Data entries
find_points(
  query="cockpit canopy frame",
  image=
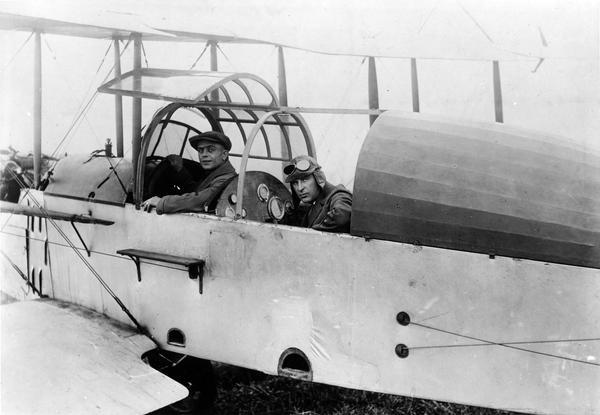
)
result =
(213, 95)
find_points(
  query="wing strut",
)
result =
(118, 100)
(497, 93)
(373, 92)
(37, 110)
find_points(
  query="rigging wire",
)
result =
(108, 254)
(464, 9)
(17, 53)
(89, 266)
(199, 57)
(509, 345)
(83, 110)
(226, 57)
(144, 53)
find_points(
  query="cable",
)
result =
(94, 252)
(103, 283)
(83, 110)
(509, 345)
(199, 57)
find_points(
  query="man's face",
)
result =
(211, 155)
(306, 188)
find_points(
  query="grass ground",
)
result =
(247, 392)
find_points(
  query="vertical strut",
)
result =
(497, 93)
(118, 100)
(373, 92)
(136, 110)
(414, 83)
(282, 81)
(37, 110)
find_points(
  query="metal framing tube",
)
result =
(282, 81)
(414, 83)
(497, 93)
(37, 110)
(118, 101)
(136, 109)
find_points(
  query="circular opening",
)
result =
(293, 363)
(176, 337)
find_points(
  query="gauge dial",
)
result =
(276, 208)
(263, 192)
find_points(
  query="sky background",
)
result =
(454, 43)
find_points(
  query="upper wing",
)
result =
(61, 358)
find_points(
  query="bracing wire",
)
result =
(509, 345)
(144, 53)
(89, 266)
(200, 57)
(83, 110)
(17, 52)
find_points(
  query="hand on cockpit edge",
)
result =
(148, 204)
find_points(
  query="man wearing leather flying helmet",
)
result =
(213, 154)
(323, 206)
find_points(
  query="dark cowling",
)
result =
(485, 188)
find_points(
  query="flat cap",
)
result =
(211, 136)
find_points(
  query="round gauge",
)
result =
(263, 192)
(289, 206)
(230, 213)
(276, 208)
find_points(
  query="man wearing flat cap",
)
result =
(213, 153)
(322, 206)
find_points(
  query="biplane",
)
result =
(469, 275)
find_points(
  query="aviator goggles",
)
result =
(302, 165)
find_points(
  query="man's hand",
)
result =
(175, 161)
(150, 203)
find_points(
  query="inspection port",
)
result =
(293, 363)
(176, 337)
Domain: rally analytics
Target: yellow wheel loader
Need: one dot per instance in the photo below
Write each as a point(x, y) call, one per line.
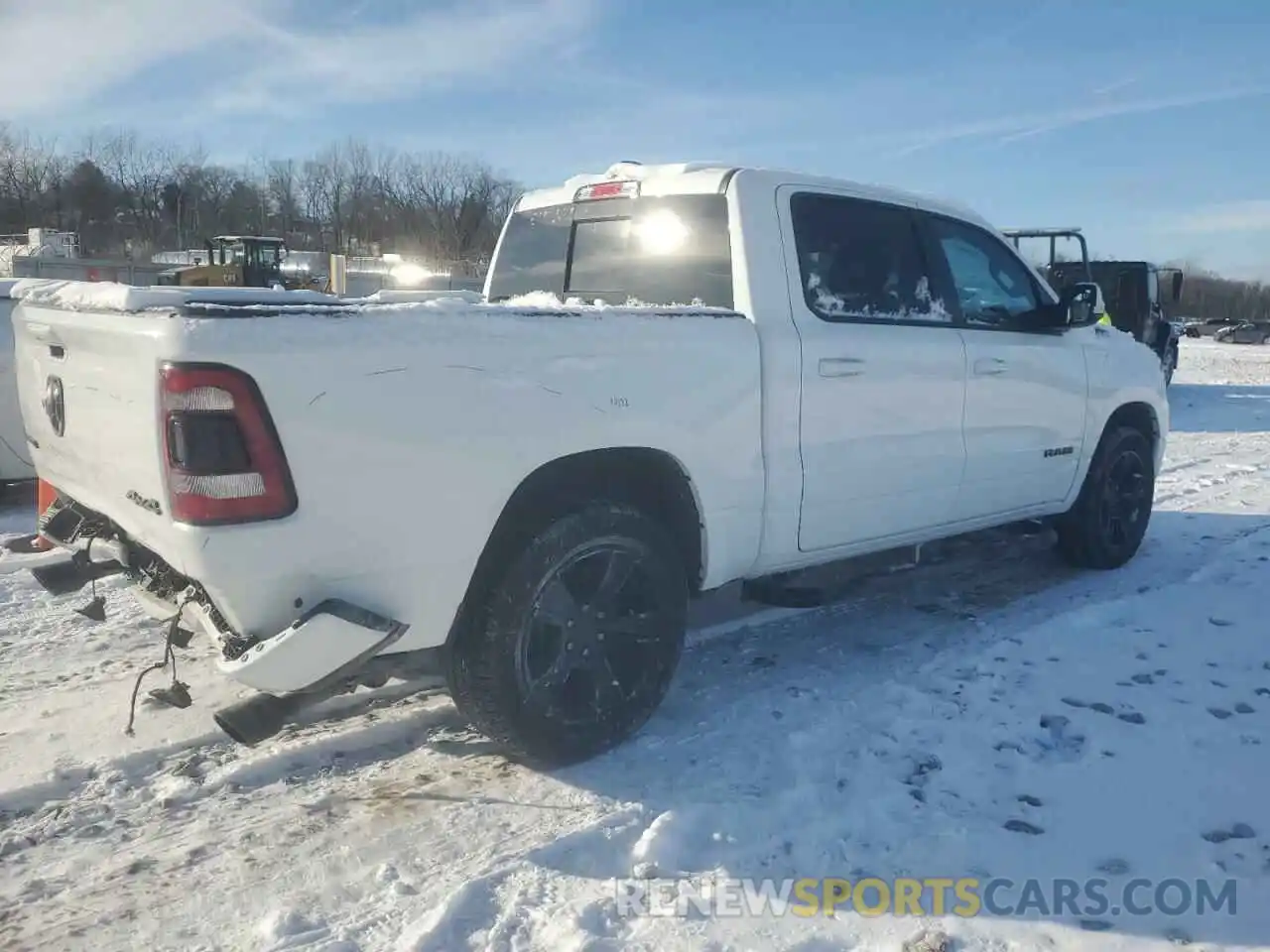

To do:
Search the records for the string "wearing", and copy every line that holds it.

Exercise result:
  query="man wearing leather flying helmet",
  query="man wearing flat cap",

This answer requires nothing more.